* [The task] Copy everything from the line containing "the red boxing" down to the line containing "[[263, 127], [230, 92]]", substituting "crimson boxing glove" for "red boxing glove" and changing nothing else. Give only those lines.
━━━ Input ━━━
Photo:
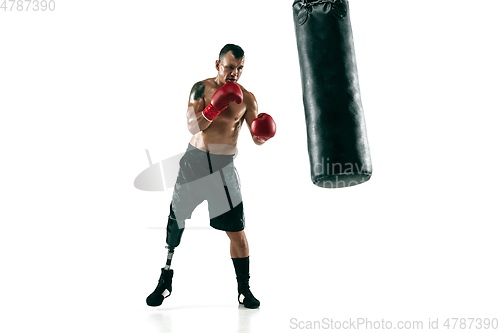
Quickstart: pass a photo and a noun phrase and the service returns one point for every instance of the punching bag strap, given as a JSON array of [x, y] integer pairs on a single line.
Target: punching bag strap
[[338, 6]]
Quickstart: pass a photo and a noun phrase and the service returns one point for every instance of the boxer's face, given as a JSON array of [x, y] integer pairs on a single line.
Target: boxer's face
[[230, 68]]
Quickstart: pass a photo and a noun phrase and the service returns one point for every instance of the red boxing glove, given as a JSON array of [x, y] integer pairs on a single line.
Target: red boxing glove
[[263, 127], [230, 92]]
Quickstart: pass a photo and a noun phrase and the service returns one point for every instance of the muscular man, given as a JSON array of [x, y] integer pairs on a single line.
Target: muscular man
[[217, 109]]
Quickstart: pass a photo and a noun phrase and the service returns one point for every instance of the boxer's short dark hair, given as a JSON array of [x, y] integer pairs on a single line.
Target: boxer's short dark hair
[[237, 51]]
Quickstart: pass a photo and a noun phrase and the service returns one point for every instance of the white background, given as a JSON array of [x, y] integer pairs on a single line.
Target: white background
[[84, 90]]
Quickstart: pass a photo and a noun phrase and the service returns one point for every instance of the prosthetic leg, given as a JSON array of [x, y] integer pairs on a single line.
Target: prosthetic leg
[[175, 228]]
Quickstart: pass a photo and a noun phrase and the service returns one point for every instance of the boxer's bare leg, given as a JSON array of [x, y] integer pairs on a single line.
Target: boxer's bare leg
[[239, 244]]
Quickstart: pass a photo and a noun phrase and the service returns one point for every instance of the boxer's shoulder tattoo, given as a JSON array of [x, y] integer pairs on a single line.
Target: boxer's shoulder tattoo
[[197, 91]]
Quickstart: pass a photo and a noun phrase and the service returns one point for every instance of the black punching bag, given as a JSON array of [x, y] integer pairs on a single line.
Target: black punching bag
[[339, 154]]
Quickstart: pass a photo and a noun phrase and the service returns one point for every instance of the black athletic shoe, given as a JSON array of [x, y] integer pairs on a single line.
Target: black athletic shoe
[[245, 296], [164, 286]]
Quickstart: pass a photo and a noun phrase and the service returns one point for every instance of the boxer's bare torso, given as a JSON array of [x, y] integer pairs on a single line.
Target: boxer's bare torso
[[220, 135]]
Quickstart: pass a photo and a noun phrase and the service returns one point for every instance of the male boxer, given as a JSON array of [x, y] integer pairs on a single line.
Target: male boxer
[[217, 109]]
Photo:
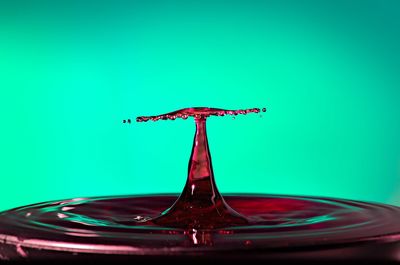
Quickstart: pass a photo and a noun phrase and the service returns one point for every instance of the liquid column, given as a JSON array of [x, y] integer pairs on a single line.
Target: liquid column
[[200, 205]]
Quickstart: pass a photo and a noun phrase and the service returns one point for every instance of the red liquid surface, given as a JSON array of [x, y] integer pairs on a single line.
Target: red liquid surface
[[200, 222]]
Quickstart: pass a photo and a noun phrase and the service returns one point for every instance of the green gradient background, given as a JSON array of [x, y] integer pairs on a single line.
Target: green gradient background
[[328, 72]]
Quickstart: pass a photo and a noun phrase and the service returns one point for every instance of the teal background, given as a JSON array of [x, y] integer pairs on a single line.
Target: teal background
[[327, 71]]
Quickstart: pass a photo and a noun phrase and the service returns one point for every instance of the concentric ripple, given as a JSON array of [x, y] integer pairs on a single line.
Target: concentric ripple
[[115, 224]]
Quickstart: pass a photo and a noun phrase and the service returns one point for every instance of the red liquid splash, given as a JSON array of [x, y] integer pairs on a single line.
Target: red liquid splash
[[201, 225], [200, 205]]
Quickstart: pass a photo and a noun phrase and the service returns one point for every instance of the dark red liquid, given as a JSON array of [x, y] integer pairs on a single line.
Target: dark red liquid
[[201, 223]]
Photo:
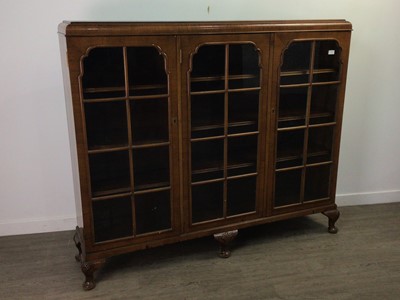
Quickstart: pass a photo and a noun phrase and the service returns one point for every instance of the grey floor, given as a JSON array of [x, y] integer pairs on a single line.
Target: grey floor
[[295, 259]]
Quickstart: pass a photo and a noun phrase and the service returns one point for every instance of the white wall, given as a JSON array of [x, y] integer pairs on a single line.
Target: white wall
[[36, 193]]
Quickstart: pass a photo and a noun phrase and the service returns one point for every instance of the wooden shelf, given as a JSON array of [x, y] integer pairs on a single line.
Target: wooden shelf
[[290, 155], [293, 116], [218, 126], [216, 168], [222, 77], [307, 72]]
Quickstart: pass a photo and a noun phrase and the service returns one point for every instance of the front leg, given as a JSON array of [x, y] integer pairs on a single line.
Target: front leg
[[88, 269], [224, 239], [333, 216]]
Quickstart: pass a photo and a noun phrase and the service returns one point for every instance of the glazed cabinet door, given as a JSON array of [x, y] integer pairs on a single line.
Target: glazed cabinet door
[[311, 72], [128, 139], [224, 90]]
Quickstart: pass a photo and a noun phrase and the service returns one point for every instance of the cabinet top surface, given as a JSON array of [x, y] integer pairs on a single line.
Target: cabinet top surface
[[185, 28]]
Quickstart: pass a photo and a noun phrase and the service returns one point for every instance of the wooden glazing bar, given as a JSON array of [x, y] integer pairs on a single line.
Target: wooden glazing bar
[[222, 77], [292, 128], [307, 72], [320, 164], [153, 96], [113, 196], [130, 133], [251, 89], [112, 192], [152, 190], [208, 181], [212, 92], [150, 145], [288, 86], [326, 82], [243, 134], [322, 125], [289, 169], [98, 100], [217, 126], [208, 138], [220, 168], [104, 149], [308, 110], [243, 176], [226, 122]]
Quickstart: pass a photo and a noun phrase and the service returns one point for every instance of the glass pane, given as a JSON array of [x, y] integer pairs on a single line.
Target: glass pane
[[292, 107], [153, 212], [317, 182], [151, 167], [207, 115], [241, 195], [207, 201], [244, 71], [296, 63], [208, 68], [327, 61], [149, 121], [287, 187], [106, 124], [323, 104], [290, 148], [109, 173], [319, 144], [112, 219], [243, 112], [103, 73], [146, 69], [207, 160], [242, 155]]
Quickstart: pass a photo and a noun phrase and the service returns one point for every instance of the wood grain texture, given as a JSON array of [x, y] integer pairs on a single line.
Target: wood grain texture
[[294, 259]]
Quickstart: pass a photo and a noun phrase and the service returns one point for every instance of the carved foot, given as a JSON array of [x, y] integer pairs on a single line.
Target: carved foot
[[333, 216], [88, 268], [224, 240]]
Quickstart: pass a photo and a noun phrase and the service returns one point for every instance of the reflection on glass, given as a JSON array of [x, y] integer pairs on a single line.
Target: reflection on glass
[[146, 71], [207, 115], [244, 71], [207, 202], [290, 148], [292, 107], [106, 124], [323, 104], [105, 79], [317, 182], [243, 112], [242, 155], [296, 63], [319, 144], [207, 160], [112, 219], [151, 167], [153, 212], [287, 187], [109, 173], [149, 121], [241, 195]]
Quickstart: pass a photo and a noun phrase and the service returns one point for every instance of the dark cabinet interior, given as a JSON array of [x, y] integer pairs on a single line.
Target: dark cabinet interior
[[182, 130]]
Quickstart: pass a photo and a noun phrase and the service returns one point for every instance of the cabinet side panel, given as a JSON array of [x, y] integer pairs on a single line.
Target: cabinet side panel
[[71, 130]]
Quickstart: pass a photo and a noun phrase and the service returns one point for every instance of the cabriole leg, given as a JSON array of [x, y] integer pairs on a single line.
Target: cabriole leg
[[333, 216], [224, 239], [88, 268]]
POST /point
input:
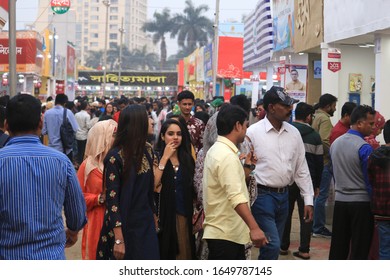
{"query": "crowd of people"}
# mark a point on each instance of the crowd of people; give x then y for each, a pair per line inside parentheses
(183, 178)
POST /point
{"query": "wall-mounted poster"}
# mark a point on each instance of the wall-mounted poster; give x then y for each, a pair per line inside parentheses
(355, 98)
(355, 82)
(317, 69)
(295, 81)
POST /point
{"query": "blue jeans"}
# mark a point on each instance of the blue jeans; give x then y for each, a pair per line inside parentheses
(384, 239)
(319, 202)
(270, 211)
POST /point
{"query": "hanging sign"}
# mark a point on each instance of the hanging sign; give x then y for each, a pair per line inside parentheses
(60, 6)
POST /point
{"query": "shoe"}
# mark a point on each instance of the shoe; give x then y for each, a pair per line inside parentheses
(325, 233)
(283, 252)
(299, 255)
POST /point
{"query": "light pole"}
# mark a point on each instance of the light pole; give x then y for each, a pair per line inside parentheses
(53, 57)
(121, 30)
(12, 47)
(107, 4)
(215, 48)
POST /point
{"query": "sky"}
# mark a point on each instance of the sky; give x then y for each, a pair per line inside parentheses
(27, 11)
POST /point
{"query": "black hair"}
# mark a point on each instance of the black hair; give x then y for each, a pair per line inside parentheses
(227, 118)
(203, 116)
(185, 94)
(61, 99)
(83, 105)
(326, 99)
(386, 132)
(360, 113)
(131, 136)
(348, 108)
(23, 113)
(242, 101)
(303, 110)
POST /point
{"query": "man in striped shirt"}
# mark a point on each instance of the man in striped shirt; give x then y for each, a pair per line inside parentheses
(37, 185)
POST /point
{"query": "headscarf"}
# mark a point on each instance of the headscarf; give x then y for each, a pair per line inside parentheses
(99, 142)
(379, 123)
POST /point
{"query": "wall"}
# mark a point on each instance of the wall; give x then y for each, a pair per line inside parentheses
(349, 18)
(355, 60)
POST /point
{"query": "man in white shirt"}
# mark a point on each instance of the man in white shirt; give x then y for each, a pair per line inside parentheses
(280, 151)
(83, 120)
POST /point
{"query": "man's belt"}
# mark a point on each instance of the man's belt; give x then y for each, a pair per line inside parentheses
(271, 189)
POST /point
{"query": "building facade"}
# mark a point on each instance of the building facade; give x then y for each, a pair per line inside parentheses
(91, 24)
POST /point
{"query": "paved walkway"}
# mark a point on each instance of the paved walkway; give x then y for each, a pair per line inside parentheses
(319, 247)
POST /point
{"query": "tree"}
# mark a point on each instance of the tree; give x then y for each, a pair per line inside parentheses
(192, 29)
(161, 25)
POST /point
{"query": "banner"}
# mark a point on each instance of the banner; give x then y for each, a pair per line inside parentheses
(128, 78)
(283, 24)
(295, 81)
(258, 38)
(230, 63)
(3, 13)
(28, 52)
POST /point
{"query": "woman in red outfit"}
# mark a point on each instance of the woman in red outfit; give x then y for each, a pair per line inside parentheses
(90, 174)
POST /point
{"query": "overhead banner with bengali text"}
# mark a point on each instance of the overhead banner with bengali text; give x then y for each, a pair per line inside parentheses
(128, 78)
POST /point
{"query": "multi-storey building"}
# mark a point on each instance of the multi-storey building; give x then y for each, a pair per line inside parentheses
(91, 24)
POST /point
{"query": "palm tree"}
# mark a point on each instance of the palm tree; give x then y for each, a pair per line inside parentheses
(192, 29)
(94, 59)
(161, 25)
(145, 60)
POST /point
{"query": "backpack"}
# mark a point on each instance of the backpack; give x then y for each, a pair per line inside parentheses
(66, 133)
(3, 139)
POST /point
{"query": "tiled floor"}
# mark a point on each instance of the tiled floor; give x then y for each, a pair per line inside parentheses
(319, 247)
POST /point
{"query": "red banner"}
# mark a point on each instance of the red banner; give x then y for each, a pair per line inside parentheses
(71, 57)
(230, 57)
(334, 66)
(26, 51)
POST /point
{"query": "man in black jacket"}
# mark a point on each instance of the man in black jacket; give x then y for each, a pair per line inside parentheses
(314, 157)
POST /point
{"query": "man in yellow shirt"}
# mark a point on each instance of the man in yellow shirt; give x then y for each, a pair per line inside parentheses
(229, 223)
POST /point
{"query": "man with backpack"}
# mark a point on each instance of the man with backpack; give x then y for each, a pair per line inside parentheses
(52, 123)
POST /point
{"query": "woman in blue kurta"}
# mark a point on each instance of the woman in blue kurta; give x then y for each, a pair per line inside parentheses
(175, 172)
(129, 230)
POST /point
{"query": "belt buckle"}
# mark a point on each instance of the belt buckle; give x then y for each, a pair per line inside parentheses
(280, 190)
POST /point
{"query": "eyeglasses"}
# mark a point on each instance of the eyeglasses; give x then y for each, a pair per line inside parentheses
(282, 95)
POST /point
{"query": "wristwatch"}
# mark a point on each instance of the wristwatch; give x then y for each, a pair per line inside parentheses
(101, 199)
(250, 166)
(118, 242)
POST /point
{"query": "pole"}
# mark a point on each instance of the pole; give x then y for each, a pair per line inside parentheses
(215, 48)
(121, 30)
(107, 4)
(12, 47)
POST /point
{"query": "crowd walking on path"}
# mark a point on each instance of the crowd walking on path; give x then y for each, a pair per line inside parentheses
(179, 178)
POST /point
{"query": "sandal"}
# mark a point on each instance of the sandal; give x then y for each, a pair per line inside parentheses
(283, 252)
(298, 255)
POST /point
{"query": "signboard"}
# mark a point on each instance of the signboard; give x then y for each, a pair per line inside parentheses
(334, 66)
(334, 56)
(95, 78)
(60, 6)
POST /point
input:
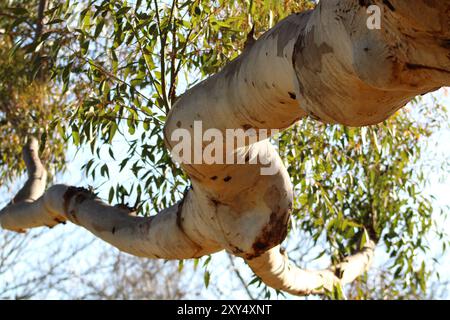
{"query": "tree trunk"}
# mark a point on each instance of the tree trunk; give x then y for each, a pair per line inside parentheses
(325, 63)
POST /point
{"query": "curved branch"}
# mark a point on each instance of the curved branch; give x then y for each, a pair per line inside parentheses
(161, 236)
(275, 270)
━━━
* [Result of the task]
Quickstart: pass a photo and a noun phrase and the service returns one point for every instance of the crimson boxing glove, given as a JSON array of [x, y] integer pairs on a single line.
Target: crimson boxing glove
[[263, 127], [230, 92]]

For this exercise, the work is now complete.